YOUR GOAL
Omit the images, then output each of the records below exactly.

GIVEN INFORMATION
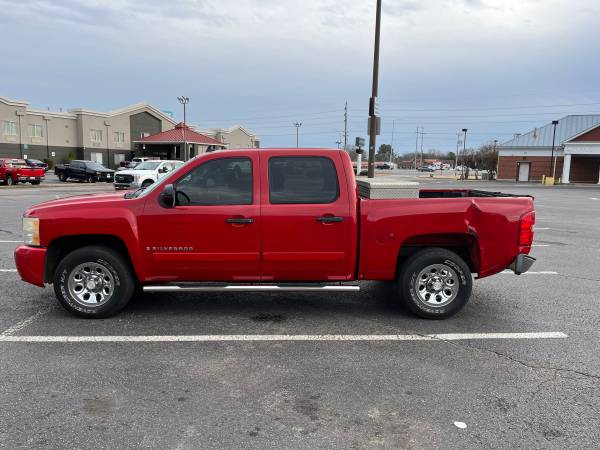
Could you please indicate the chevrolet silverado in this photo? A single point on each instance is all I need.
(271, 220)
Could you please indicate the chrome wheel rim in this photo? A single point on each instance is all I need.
(437, 285)
(91, 284)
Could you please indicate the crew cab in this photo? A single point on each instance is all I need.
(271, 220)
(90, 171)
(144, 174)
(17, 171)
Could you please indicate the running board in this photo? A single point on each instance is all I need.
(249, 288)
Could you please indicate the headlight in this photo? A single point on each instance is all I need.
(31, 231)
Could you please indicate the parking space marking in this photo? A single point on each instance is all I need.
(286, 337)
(541, 272)
(23, 323)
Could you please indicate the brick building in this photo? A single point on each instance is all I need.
(528, 157)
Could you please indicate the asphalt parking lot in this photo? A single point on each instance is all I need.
(535, 392)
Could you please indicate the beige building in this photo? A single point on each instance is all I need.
(106, 137)
(234, 137)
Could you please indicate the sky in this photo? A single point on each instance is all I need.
(495, 67)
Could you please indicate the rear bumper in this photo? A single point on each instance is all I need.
(521, 264)
(30, 262)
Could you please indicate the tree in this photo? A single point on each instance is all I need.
(384, 152)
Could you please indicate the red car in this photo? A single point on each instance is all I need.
(14, 171)
(271, 220)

ANSWER TO THIS PROBLEM
Could you please indicate the chevrolet silverado in this photo? A single point on each instance is all I need.
(271, 220)
Could you please indicate the chrome wheel rim in this photo? A single point on each instance is all I need.
(437, 285)
(91, 284)
Could you please indicate the crew cab in this photo? A single point on each instance is all I need.
(271, 220)
(90, 171)
(144, 174)
(17, 171)
Could you please indicate the running board in this photo? A single point on each instance is all I need.
(249, 288)
Could you please indicate the headlight in this photo? A single point on each instance is all I need.
(31, 231)
Could you please indicate the parking space marking in this photo? A single point on each instance is all I need.
(286, 337)
(541, 272)
(23, 323)
Could you please indicate the brick building in this photo? A single point on each instance is all I need.
(528, 157)
Could you please indicate the asphalt parking lot in this photo? A single point on each instance is all I need.
(535, 392)
Could you please indicate the beige building in this photo? A single point on each instance is all I need.
(106, 137)
(234, 137)
Could you please indicate the sky in this photo? A single point on each instance is all I need.
(495, 67)
Could you please indicate the rear bumper in this photo? A single point on each instance is all I need.
(521, 264)
(30, 262)
Could you please indicate the tree in this photo? A single point on each instance is all I need.
(384, 152)
Could you please indicate the red car in this photo? A single point on each instance is all I need.
(14, 171)
(271, 220)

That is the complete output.